Look for the word "distant" in the entries and copy each line where it appears.

::::::

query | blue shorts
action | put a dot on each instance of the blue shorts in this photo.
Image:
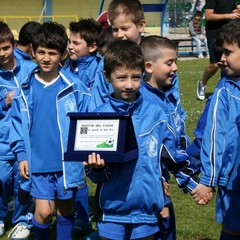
(228, 209)
(49, 186)
(122, 231)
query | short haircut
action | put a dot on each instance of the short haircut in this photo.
(27, 31)
(6, 33)
(105, 37)
(88, 29)
(229, 33)
(51, 35)
(150, 44)
(123, 53)
(130, 8)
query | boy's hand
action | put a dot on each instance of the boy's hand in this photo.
(203, 194)
(9, 98)
(95, 161)
(166, 189)
(23, 169)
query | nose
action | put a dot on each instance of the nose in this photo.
(120, 34)
(46, 58)
(175, 67)
(129, 84)
(223, 58)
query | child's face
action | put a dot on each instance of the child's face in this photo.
(229, 61)
(6, 55)
(77, 47)
(126, 83)
(48, 60)
(162, 71)
(124, 28)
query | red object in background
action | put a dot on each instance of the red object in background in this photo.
(103, 19)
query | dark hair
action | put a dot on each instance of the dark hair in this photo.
(27, 31)
(121, 53)
(150, 44)
(6, 34)
(89, 29)
(104, 37)
(229, 33)
(131, 8)
(51, 35)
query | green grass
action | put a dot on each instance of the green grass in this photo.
(193, 222)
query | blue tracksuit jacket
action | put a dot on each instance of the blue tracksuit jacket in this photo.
(101, 89)
(72, 97)
(86, 69)
(10, 81)
(131, 193)
(170, 102)
(220, 145)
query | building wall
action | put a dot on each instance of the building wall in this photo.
(19, 8)
(26, 8)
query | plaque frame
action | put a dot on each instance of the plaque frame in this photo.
(127, 148)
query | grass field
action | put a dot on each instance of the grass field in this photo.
(193, 222)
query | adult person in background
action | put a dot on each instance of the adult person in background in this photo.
(217, 13)
(198, 34)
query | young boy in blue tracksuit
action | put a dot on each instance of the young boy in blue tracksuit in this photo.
(39, 132)
(161, 86)
(23, 49)
(12, 74)
(127, 22)
(220, 144)
(83, 60)
(132, 211)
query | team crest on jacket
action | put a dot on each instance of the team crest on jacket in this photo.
(152, 144)
(70, 105)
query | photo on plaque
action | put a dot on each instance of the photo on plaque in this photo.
(109, 134)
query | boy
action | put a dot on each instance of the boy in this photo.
(132, 211)
(127, 19)
(23, 48)
(220, 144)
(160, 85)
(127, 22)
(83, 48)
(46, 96)
(12, 73)
(84, 63)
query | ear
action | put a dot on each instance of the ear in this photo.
(33, 53)
(148, 67)
(106, 77)
(92, 48)
(142, 25)
(64, 55)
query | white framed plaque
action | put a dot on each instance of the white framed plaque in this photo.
(109, 134)
(95, 135)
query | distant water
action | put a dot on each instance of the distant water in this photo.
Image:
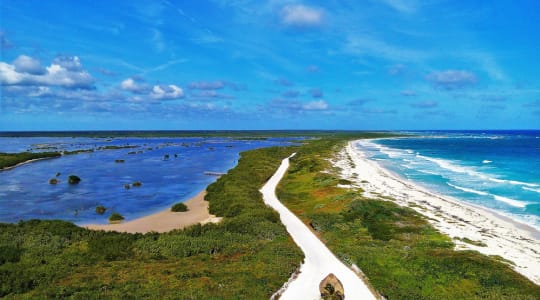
(25, 192)
(499, 170)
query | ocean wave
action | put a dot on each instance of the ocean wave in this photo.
(531, 189)
(449, 165)
(513, 182)
(509, 201)
(512, 202)
(468, 190)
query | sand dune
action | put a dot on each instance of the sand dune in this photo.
(513, 241)
(165, 220)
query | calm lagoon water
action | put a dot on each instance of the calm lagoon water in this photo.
(25, 192)
(499, 170)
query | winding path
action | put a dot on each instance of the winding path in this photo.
(319, 260)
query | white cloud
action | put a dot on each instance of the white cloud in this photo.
(166, 92)
(298, 15)
(452, 79)
(316, 105)
(404, 6)
(24, 71)
(132, 85)
(27, 64)
(71, 63)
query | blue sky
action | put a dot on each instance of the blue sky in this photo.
(378, 64)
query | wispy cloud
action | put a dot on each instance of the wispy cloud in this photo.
(301, 16)
(452, 79)
(207, 85)
(407, 93)
(290, 94)
(404, 6)
(64, 72)
(316, 105)
(166, 92)
(425, 104)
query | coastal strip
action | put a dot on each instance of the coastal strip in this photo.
(27, 162)
(319, 261)
(471, 227)
(165, 220)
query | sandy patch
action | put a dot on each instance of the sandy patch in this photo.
(513, 241)
(165, 220)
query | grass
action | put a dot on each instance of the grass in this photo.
(248, 255)
(179, 207)
(403, 256)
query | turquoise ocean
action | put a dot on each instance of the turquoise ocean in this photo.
(499, 170)
(170, 169)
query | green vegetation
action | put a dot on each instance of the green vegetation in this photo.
(237, 134)
(248, 255)
(179, 207)
(475, 243)
(100, 209)
(74, 179)
(115, 218)
(8, 160)
(403, 256)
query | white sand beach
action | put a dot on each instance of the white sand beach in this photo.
(165, 220)
(512, 241)
(319, 260)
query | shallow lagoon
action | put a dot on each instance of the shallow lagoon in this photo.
(25, 192)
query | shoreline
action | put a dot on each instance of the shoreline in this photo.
(319, 261)
(165, 220)
(26, 162)
(499, 234)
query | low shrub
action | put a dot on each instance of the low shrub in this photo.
(179, 207)
(100, 209)
(116, 217)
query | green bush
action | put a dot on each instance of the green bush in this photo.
(115, 217)
(74, 179)
(100, 209)
(179, 207)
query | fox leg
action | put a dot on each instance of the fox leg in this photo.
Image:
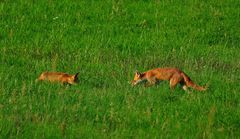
(150, 82)
(185, 87)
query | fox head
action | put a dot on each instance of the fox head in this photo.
(73, 79)
(137, 78)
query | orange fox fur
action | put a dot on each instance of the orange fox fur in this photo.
(174, 75)
(59, 77)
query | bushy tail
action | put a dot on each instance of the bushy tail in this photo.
(190, 83)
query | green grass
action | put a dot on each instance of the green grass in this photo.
(106, 41)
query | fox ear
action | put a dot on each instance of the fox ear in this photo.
(75, 76)
(138, 73)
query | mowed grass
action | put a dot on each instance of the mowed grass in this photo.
(106, 41)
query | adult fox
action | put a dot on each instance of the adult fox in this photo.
(174, 75)
(59, 77)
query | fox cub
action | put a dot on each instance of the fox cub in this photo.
(174, 75)
(63, 78)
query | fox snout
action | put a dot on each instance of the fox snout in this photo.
(133, 83)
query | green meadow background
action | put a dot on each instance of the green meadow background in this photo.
(106, 41)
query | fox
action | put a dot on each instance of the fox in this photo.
(174, 75)
(61, 77)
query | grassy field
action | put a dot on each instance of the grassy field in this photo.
(106, 41)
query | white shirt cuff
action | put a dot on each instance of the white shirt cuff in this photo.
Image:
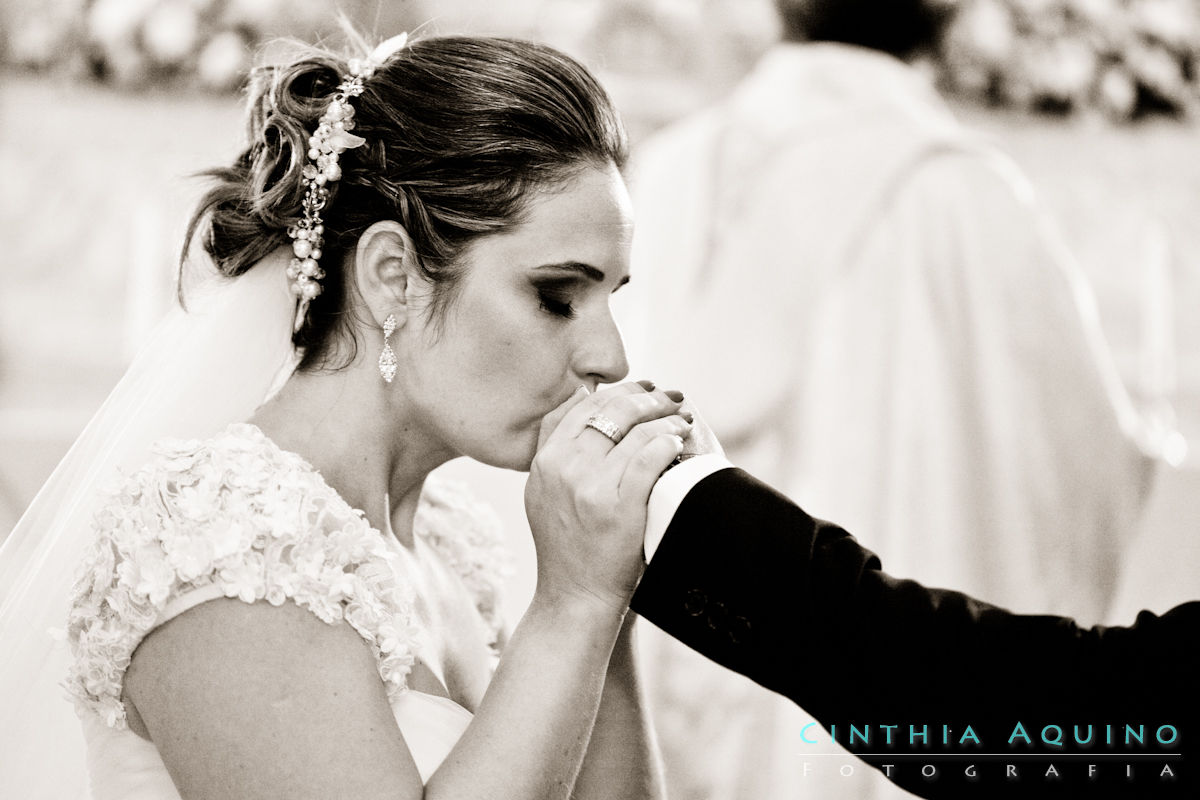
(669, 493)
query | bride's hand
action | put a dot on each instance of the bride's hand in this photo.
(586, 497)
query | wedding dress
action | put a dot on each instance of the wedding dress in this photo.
(237, 517)
(167, 500)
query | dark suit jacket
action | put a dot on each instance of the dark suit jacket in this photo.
(749, 579)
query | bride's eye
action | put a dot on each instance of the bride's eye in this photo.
(556, 300)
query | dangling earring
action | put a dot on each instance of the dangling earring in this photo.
(388, 356)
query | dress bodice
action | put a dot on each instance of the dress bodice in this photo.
(235, 516)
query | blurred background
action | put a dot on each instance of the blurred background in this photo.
(107, 108)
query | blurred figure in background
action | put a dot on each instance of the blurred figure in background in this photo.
(880, 322)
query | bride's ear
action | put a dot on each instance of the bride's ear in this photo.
(387, 271)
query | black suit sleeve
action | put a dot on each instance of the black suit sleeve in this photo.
(749, 579)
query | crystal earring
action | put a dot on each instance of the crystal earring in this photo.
(388, 356)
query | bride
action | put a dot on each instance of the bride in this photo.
(415, 254)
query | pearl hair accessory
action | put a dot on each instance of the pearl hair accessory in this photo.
(325, 145)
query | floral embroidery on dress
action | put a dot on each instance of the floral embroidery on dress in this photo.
(468, 535)
(237, 513)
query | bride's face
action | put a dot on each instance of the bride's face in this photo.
(527, 324)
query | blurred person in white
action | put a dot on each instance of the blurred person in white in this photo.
(414, 258)
(877, 319)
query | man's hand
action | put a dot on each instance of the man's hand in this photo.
(701, 441)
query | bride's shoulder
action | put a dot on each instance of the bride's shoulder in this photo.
(231, 516)
(235, 475)
(468, 535)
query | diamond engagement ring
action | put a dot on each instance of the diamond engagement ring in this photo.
(605, 426)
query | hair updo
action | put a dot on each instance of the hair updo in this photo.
(457, 128)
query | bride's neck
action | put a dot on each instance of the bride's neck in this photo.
(371, 451)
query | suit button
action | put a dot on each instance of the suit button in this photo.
(717, 615)
(739, 630)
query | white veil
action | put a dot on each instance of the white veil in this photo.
(203, 368)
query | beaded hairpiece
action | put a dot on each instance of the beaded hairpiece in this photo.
(325, 145)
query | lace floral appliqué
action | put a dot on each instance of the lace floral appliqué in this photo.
(246, 519)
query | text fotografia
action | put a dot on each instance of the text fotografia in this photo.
(1068, 753)
(1109, 735)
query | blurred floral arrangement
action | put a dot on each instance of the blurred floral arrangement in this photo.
(133, 43)
(1121, 58)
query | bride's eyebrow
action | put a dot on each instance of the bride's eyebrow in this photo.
(580, 268)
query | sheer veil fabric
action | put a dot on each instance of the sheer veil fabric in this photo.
(203, 367)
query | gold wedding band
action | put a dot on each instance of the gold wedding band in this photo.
(605, 426)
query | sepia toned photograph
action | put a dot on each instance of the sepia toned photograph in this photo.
(609, 400)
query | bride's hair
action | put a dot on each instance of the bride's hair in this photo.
(457, 130)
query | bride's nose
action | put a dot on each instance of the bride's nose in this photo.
(600, 354)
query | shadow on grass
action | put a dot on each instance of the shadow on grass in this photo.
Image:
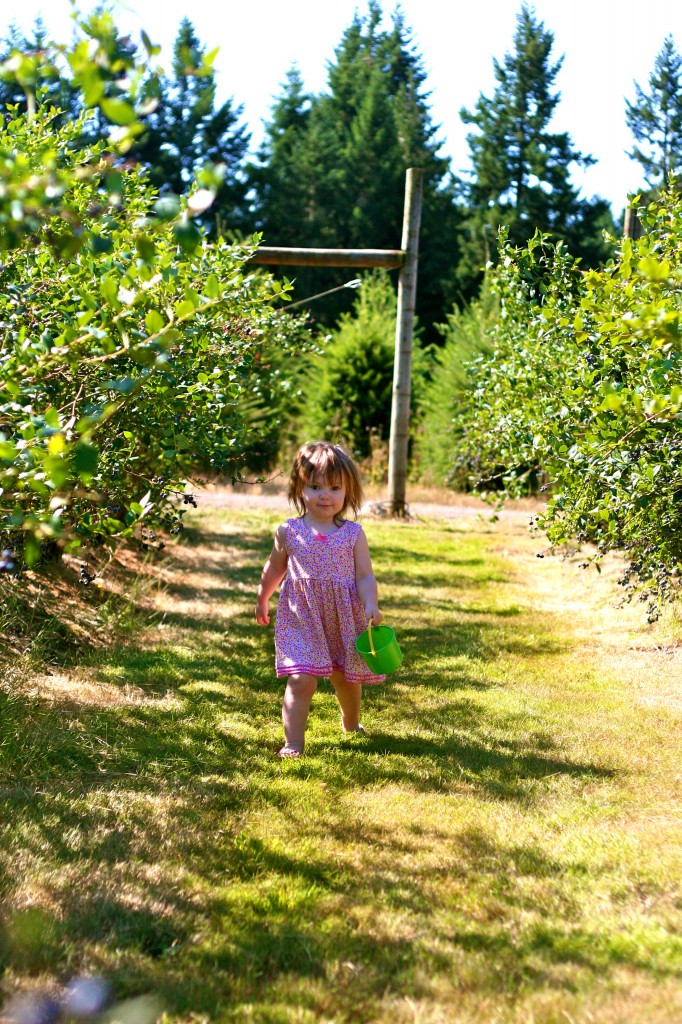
(139, 813)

::::::

Exercise response:
query | distant water
action | put a dot on each instance of the distant water in this photo.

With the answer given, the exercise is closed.